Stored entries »
· · ·
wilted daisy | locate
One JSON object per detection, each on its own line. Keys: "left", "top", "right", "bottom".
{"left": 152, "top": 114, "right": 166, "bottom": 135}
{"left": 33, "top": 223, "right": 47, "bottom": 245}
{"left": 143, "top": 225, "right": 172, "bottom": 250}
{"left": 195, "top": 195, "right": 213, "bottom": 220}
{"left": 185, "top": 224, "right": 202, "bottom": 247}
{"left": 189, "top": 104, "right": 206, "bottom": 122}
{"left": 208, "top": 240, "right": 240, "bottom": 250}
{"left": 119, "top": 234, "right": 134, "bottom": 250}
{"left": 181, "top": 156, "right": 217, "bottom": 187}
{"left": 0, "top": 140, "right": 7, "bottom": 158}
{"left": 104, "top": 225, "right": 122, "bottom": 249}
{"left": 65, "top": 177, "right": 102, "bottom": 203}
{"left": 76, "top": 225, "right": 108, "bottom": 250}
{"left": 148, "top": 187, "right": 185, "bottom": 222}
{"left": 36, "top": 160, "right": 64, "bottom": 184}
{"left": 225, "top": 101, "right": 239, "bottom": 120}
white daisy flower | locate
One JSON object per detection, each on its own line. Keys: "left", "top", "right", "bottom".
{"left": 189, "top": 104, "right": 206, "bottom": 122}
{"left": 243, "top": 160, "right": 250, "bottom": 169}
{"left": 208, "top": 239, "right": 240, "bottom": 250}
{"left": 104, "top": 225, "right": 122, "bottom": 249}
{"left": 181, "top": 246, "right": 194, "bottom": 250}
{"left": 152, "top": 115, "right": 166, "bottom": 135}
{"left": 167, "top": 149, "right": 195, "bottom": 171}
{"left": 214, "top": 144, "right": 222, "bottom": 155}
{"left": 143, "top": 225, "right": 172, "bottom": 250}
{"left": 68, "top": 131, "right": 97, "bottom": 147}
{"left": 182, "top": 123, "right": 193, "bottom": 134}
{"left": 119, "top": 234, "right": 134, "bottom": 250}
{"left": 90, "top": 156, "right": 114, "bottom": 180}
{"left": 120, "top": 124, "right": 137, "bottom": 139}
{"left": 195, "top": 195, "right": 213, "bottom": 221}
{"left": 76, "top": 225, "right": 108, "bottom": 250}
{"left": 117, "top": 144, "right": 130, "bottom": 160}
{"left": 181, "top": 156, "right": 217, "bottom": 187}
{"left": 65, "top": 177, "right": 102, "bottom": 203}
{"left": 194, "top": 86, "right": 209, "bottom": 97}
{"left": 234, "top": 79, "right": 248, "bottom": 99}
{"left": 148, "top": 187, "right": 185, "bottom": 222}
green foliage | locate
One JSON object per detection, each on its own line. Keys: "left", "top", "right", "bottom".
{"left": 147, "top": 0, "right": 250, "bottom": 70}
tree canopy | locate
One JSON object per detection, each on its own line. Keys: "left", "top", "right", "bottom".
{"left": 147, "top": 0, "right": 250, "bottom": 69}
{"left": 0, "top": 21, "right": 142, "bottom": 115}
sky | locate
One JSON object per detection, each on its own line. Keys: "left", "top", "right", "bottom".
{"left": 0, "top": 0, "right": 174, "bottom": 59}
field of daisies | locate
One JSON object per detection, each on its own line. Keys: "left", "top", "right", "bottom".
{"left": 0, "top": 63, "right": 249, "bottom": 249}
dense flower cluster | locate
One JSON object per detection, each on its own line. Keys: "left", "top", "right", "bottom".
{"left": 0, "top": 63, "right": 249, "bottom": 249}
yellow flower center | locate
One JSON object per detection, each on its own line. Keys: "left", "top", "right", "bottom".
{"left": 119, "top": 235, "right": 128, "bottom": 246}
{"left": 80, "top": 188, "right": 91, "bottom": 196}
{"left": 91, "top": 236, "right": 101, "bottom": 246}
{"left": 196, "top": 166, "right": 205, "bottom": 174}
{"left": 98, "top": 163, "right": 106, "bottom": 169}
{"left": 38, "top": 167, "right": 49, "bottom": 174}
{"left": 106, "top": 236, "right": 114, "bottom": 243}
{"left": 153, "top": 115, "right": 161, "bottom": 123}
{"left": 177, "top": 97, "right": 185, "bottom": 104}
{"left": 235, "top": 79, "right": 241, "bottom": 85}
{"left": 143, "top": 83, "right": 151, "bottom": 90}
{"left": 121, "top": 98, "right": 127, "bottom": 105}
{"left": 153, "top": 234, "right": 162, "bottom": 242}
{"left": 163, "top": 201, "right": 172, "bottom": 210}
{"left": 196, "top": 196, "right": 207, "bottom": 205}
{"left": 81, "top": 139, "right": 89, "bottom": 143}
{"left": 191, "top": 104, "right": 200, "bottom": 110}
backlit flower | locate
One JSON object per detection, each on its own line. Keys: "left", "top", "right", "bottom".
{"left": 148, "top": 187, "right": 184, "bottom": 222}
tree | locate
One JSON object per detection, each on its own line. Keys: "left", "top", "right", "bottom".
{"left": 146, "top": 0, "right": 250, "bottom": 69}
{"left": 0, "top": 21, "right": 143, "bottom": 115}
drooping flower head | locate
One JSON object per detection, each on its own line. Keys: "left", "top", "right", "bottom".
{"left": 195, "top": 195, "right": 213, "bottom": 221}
· · ·
Directions »
For each line of the data that includes the word "daisy", return a copy of it.

Result of the exercise »
wilted daisy | locate
white daisy flower | locate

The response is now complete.